The problem =>
Print the records exactly. Every mark must remain.

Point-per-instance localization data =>
........

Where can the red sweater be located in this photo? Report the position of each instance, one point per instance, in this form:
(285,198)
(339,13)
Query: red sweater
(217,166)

........

Finished exercise =>
Where can the red sweater be located in this photo? Report the position of each instance, one point per instance, in this form:
(285,198)
(339,13)
Query: red sweater
(217,166)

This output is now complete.